• _Jobs_
1. Pull from the Logan High School program description the portion running from "What population is" up to and including "in the program?", copied word for word.
2. According to the Logan High School program description, how much paid collaboration time per week does the district give its teachers?
3. Write the next part of the Logan High School program description, starting after its final sentence.

• _Provided passage_

Multicultural Teacher
Collaboration Group

Program or activity contact person
Oscar Peñaranda, Logan High School, 1800 H St., Union City, CA 94587 Tel: (510) 471- 2520 E-mail Address: oscar_penaranda@nhusd.k12.ca.us

Summary
The Multicultural Collaboration Group consists of 10 -15 teachers who are committed to developing students' understandings of their own ethnic and cultural heritage and that of others. These teachers have created a large array of elective and required courses that infuse concepts such as culture, ethnicity, race, and nationality in the curriculum, teaching students to recognize the distinctions among these concepts and to question the validity of "race" as a scientific category.

Location(s) of program or activity
Logan High School

What population is served by this program or activity?
Students in grades 10-12. All students are required to take 1 semester of an ethnic studies or multicultural studies course in order to graduate.

When did this program or activity begin?
The Multicultural Collaboration Group began in 1995-96. Ethnic studies courses, however, have been taught at this school since the first Black History course in 1974.

How often and for how long does the program or activity take place?
The Multicultural Collaboration Group meets once a week during the school year (the district provides an hour and a half of paid collaboration time per week to its teachers). Courses initiated by teachers in this group meet daily.

What organizations are involved in the program?
New Haven Unified School District, Logan High School 

Integrating Anthropological Concepts in High School Curriculum:
The Multicultural Collaboration Group, Logan High School

Description

At Logan High School, students have a wide range of opportunities to be exposed to anthropological concepts and scholarly knowledge about race, ethnicity, culture, and nationality. The efforts to establish these opportunities have a long history, beginning in 1974 with the first "African American History" course, and culminating most recently with a new district policy requiring 5 units (1 semester) of multicultural studies in order for a student to graduate (1999). To complete this requirement, students can choose from ethnic studies courses, including African American History; African American Experience; Mexican American Heritage; Contemporary Hispanic America; Asian American Studies; and Filipino American Heritage. They can also satisfy the requirement by taking a new course called "Introduction to Ethnic and Women's Studies" which addresses common issues in the experience of many ethnic groups in the U.S.

• _Data block_
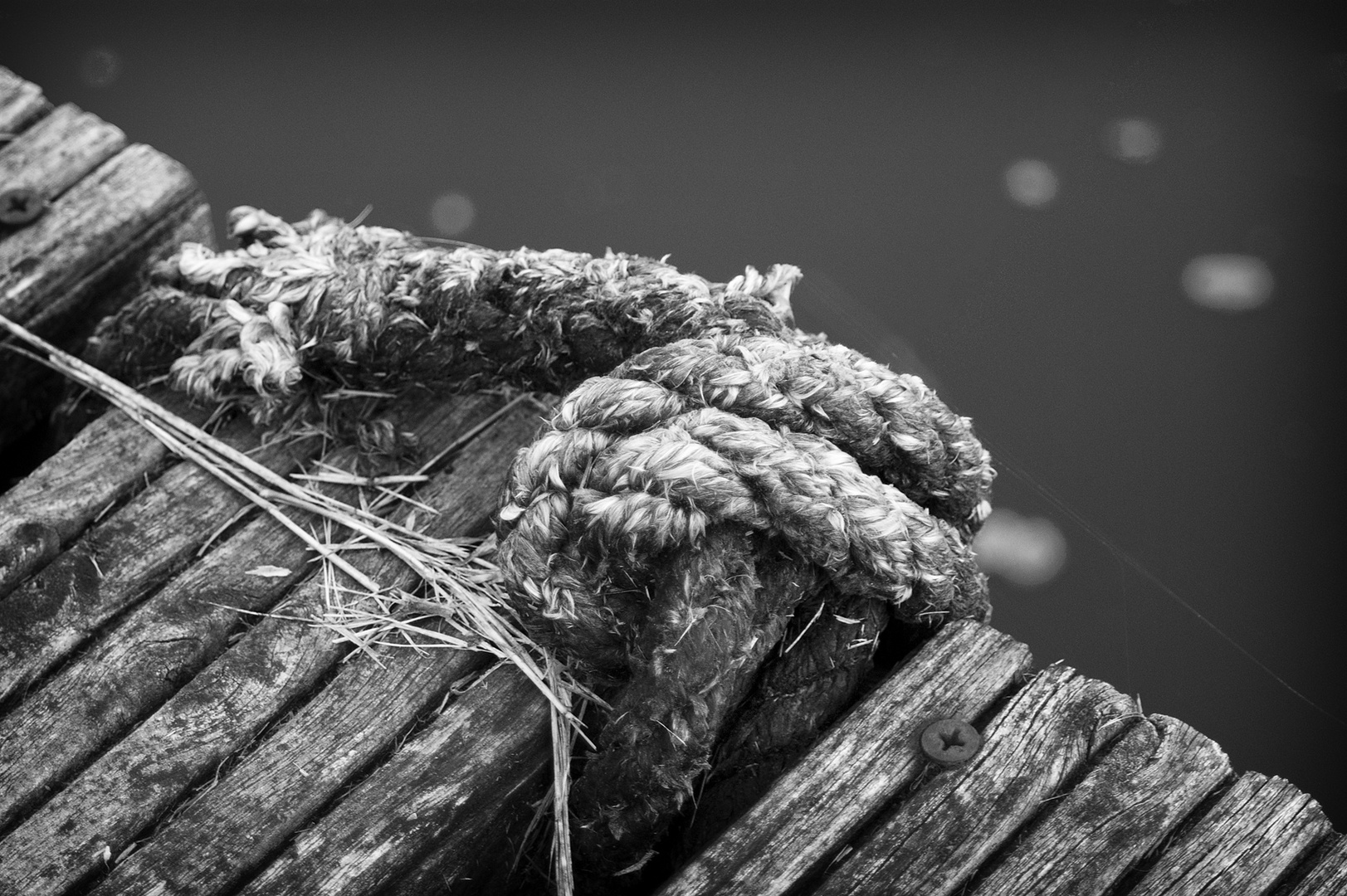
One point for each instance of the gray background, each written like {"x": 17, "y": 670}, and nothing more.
{"x": 869, "y": 150}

• _Task-by-task outputs_
1.
What population is served by this program or activity?
Students in grades 10-12. All students are required to take 1 semester of an ethnic studies or multicultural studies course in order to graduate.

When did this program or activity begin?
The Multicultural Collaboration Group began in 1995-96. Ethnic studies courses, however, have been taught at this school since the first Black History course in 1974.

How often and for how long does the program or activity take place?
The Multicultural Collaboration Group meets once a week during the school year (the district provides an hour and a half of paid collaboration time per week to its teachers). Courses initiated by teachers in this group meet daily.

What organizations are involved in the program?

2. An hour and a half per week.

3.
These curricular interventions at Logan High School are the result of years of cumulative efforts by various teachers. Many of these teachers, though they are not themselves anthropologists, are skilled at infusing anthropological concepts in the curriculum, which includes sociological, psychological, and historical as well as anthropological content. Students in one course, for example, learn that the division of human beings into distinct "races" is not scientifically valid, in spite of the fact that racial categories appear on the census forms and many other government forms. They learn that "race" is nonetheless an important social construct and that racism exists because people and institutions continue to perceive and act as if there were racially distinct groups. In another course, students learn about "decolonization" in the context of their own experiences as Americans of Filipino, Latino, African, and other descents. All of these courses help students understand that cultural groups are not tightly bounded, uniform, and static. Teachers provide learning activities that communicate contemporary knowledge of culture, such as its constantly changing nature, the variations within any given cultural group, and urban areas as cultural borderlands where many cultural groups interact. While these concepts are infused in the curriculum and instruction, they are not necessarily identified as "anthropology." Thus while students may leave these courses with a beginning understanding of anthropological concepts, they do not necessarily know that what they have been learning is "anthropology."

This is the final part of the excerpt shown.